Hal ini sesuai dengan firman Allah SWT dalam Surat
Al-An’aam ayat 108;
Artinya :“Dan janganlah
kamu memaki sembahan-sembahan yang mereka sembah selain Allah, karena mereka
nanti akan memaki Allah dengan melampaui batas tanpa pengetahuan…”
c.
Hukum yang
disyariatkan sebagai pembatal (nasikh) bagi hukum sebelumnya, sehingga mansukh
seakan – akan tidak pernah ada. Status nasikh dalam kasus seperti ini
adalah ‘azimah. Misalnya, firman Allah SWT :
فَلَنُوَلِّيَنَّكَ
قِبْلَةً تَرْضَهَا, فَوَلِّ وَجْهَكَ شَطْرَ الْمَسْجِدِ الْحَرَ امِ (البقرة : ١٤٤ )
Artinya :“Maka sungguh
Kami akan memalingkan kamu ke kiblat yang kamu sukai. Palingkanlah mukamu ke
arah Masjidil Haram.” (QS. Al-Baqarah : 144).
Maksudnya ialah Nabi Muhammad SAW sering
melihat ke langit mendoa dan menunggu-nunggu turunnya wahyu yang memerintahkan
beliau menghadap ke Baitullah yang sebelumnya berkiblat ke Baitul Maqdis.

^^^^

_Soal Latihan A_:
Hitunglah jumlah baris entri yang memuat kata "fiba", dengan membedakan huruf besar dan huruf kecil. Tuliskan angkanya saja.
Teks halaman dan entri merupakan dua bahan yang berdiri sendiri.

^^^^

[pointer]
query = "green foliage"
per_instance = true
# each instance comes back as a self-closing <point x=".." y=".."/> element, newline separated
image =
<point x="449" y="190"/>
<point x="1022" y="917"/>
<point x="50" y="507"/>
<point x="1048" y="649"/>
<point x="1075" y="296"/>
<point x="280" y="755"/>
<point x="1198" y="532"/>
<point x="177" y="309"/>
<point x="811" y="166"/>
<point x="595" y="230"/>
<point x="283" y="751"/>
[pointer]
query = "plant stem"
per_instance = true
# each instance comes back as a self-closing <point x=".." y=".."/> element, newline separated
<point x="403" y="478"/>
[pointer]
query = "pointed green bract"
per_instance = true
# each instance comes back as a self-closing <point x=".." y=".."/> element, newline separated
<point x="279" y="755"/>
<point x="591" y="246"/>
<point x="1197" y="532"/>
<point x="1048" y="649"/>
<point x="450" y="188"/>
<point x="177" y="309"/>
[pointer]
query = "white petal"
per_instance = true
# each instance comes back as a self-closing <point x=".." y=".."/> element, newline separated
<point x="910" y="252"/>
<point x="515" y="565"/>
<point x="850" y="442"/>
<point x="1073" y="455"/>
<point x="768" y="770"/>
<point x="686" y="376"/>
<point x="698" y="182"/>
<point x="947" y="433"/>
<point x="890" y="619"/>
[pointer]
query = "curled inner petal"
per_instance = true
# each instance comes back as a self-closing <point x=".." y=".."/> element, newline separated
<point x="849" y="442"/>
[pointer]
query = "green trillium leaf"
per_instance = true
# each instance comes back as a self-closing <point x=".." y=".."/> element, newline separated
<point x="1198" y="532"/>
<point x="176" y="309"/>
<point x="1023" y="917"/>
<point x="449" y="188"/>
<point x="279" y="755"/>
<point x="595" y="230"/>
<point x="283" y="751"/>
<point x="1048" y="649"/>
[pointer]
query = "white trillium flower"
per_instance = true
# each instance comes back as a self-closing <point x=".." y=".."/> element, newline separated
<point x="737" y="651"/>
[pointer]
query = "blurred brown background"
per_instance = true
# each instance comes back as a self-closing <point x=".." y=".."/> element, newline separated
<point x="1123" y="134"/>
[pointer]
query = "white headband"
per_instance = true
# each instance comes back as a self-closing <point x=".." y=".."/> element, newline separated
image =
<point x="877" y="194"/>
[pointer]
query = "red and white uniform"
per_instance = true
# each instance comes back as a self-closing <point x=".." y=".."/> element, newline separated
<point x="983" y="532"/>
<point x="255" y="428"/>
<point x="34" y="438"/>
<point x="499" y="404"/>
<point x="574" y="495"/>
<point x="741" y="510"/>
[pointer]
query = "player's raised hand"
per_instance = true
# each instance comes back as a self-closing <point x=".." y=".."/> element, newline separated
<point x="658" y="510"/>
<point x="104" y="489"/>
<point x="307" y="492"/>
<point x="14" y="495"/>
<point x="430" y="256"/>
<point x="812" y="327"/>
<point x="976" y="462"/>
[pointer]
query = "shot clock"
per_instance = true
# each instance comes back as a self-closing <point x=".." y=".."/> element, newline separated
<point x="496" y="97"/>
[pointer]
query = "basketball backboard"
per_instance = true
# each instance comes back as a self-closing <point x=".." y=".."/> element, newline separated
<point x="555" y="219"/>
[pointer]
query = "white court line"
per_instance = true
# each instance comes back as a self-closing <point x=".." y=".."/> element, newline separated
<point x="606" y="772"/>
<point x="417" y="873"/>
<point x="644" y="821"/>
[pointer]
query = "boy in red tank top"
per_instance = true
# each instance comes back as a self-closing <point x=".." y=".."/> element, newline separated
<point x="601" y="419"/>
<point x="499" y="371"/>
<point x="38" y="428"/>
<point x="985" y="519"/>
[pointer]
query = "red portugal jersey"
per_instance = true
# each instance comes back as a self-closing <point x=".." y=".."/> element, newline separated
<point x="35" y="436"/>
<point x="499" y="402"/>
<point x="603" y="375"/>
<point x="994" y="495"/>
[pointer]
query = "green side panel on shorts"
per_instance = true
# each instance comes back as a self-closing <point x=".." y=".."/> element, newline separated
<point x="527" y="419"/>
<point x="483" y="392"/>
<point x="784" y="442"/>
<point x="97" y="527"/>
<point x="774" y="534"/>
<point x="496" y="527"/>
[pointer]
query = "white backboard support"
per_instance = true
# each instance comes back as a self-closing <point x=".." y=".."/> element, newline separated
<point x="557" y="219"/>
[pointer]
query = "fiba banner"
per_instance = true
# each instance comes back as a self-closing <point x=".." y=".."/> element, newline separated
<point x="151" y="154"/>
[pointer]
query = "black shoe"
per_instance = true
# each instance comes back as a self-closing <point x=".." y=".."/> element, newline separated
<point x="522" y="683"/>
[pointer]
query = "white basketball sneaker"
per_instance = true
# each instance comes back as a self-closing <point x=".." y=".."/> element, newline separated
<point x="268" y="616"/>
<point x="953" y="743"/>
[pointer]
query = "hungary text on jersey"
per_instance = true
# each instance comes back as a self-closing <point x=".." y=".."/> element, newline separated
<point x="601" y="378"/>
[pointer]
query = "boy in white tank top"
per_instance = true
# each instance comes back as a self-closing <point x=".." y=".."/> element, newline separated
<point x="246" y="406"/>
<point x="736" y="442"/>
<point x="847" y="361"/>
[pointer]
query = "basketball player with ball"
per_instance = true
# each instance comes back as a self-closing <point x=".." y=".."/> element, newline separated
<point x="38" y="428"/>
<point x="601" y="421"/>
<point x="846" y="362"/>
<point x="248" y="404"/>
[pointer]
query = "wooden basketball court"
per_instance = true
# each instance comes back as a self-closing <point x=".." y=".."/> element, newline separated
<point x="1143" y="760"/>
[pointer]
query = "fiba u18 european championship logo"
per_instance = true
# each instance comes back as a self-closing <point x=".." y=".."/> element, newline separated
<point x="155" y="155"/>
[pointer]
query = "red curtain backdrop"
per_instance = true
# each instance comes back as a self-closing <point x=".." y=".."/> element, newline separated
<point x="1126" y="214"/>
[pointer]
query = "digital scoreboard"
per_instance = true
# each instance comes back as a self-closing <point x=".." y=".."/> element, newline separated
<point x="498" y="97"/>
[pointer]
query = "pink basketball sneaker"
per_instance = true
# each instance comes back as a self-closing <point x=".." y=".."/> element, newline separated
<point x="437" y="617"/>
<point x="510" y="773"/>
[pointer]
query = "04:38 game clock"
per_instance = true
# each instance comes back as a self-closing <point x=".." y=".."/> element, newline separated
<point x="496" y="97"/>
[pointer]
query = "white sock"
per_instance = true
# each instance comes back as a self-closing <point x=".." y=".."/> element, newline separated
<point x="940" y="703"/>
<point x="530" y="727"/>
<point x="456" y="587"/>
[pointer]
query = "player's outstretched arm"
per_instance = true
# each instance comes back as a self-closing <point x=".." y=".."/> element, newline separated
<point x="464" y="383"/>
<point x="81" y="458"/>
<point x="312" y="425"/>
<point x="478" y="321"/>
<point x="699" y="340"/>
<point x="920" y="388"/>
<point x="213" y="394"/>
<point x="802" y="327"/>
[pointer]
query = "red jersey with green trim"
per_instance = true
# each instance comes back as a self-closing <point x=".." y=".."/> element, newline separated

^^^^

_Soal Latihan B_:
Sebutkan semua nama tempat yang disebut dalam teks halaman tentang nasikh dan mansukh, sesuai penulisannya dalam huruf Latin.

_Hasil Pengerjaan A_:
2

_Hasil Pengerjaan B_:
Masjidil Haram, Baitullah, Baitul Maqdis